_Given task:_
Quote every item below word for word, leaving the pictures out.

_Records to process:_
:::::
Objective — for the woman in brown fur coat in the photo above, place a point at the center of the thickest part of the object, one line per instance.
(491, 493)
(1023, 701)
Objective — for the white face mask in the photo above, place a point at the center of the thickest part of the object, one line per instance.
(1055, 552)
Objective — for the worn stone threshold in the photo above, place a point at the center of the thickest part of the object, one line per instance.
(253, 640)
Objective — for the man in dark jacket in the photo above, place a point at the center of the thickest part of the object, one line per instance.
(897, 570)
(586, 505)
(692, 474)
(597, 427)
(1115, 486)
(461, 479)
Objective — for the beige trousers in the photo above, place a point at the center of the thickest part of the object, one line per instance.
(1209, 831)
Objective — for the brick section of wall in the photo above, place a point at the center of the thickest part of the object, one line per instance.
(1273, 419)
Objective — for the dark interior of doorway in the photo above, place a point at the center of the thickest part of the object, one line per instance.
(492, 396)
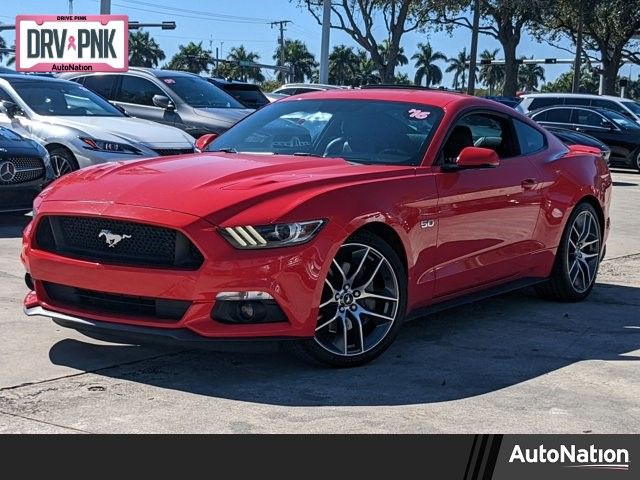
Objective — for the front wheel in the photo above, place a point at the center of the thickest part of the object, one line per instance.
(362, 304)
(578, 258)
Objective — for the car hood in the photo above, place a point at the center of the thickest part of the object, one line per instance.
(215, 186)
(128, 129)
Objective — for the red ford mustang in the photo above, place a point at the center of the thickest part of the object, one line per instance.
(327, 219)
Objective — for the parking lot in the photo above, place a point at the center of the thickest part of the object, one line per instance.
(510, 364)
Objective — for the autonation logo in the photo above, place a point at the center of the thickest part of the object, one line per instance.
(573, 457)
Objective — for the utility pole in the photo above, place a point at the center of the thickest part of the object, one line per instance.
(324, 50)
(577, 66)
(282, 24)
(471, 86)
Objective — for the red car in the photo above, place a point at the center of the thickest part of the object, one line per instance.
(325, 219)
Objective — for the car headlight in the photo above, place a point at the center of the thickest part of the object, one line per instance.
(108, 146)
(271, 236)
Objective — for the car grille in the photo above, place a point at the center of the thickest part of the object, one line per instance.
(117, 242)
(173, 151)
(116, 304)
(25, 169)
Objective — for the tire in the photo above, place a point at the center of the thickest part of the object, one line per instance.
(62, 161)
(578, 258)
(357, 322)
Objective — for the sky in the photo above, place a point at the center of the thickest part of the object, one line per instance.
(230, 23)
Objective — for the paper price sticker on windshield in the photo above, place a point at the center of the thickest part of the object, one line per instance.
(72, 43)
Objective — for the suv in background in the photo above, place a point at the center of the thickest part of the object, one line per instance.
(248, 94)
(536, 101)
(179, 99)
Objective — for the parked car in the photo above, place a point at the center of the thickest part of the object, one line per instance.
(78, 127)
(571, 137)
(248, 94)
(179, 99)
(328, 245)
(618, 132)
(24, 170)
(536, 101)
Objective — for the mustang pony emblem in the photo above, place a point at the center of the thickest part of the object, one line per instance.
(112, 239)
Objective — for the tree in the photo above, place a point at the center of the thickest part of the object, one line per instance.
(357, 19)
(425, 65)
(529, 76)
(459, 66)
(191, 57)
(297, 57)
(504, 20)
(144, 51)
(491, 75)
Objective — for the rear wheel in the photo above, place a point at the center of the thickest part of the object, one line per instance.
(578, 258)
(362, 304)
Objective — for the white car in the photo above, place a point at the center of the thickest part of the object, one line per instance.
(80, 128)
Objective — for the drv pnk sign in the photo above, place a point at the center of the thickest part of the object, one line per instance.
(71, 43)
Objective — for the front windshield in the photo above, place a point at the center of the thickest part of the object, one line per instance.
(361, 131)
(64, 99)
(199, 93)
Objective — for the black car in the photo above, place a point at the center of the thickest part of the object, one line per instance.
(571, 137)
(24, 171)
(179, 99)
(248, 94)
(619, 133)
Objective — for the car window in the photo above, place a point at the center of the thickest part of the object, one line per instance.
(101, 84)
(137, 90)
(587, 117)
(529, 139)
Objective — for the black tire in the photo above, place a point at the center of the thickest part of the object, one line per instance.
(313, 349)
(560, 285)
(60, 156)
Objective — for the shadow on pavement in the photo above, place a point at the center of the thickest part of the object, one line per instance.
:::::
_Response to this task:_
Objective — for the woman in brown fur coat in the photo above, place a point at the center of the thickest part of the object, one line per instance.
(491, 493)
(1023, 701)
Objective — for the white face mask in the photo above, place a point at the center of the thickest part of the object, one line per instance.
(1055, 552)
Objective — for the worn stone threshold in the photo above, place a point at the center of the thickest part of the object, one line per instance.
(253, 640)
Objective — for the man in dark jacket in the photo above, place a point at the center of the thickest part of the object, one line per instance.
(897, 570)
(586, 505)
(692, 474)
(597, 427)
(1115, 486)
(461, 479)
Objective — for the beige trousers in the photo above, place a point at the center of the thickest part of the object, one line per instance.
(1209, 831)
Objective — for the brick section of wall in the photo above, place a point at the center of the thickest part of the object, one line per instance.
(1273, 419)
Objective — for the dark interior of doorway in the photo above, place a point at the center of the thickest part of the object, one line per instance.
(492, 396)
Objective — for the front wheel in the photo above, place a point at the center of the thickest part of the object, one line per instance.
(362, 304)
(578, 258)
Objective — for the car hood in the photo above, place a point at the center of the thickest part of the object, one line per instance.
(215, 186)
(128, 129)
Objective — for the red ford mustang in the photo above, place a point at the center of the thickest part of the object, one line per instance.
(327, 219)
Objective — for the parking lot in the photo above, place a point at the center of the thickest part of the object, one line per instance.
(510, 364)
Objective — for the autonation logo in the photo above, place a point at the center of the thickest part of the object, one line per instance.
(573, 457)
Objective — for the utility pole in the photo above, place a point at the center of the thickest part of the object, one line per instance.
(324, 50)
(577, 66)
(282, 24)
(471, 86)
Objective — for the red car in the photo above, place a point at the center of the thickest part of the object, one line per instance.
(325, 219)
Objective — for the car headlight in the photo above, place a point at the center of the thickest part of the object, one line per instance.
(108, 146)
(271, 236)
Objective — for the car grille in the photo above, place a point at the center of the thickest part of the object, one line per instance.
(117, 242)
(173, 151)
(116, 304)
(25, 169)
Objective — for the tire in the photo above, place a point at the center of the thickest part of the object, one line per instance.
(62, 161)
(578, 258)
(357, 322)
Objective — for the sky in the photo above, place a point at the center of the thickest part of the object, one line per instance.
(230, 23)
Objective — for the paper price sticker on windshield in the photo above, place a point at the center of the thickest part of the object, one line per instance.
(72, 43)
Objective — for the suv in background in the photo above, place a point at the center of the thickest part of the object, one line per instance.
(248, 94)
(536, 101)
(179, 99)
Objective — for the parked car in the photo above, place a point at the center of the thickest part of the object, one line per instance.
(78, 127)
(571, 137)
(248, 94)
(179, 99)
(328, 245)
(618, 132)
(24, 170)
(536, 101)
Objective — for the mustang pony emblem in the photo above, place a point at the center of the thickest part of the object, one line per instance.
(112, 239)
Objective — for the tree in the photo above, place a point at the center of the thickest part of the object, one line per instance.
(357, 19)
(425, 65)
(529, 76)
(459, 66)
(191, 57)
(297, 57)
(504, 20)
(144, 51)
(491, 75)
Objective — for the rear wheel in the photo above, place a point at the center of the thickest part of the object, one line per instance.
(578, 258)
(362, 304)
Objective — for the white car in the photo above, place a point at the center of the thickest part of the object, one line per instance.
(80, 128)
Objective — for the drv pnk sign in the photo above, place a point at the center of the thickest part of the object, one line per instance.
(71, 43)
Objective — for the front windshield in the photo above, place a point at the center of the thickest part of the object, one line per instance.
(361, 131)
(64, 99)
(199, 93)
Objective — for the black car in the photo above, place a point at the center of the thickest part of the object, one line per instance.
(571, 137)
(24, 171)
(179, 99)
(248, 94)
(619, 133)
Objective — for the car window in the photo above, place a point at the center of the thickest part of the object, one line per instance.
(101, 84)
(137, 90)
(587, 117)
(529, 139)
Objective — for the black tire in the photo above, place a point at the center of the thickest part of the object, one line per instance.
(313, 349)
(560, 285)
(60, 156)
Objective — for the shadow on pavement in the photo above, place a point at the center of the thickest part of the object, one line per instance.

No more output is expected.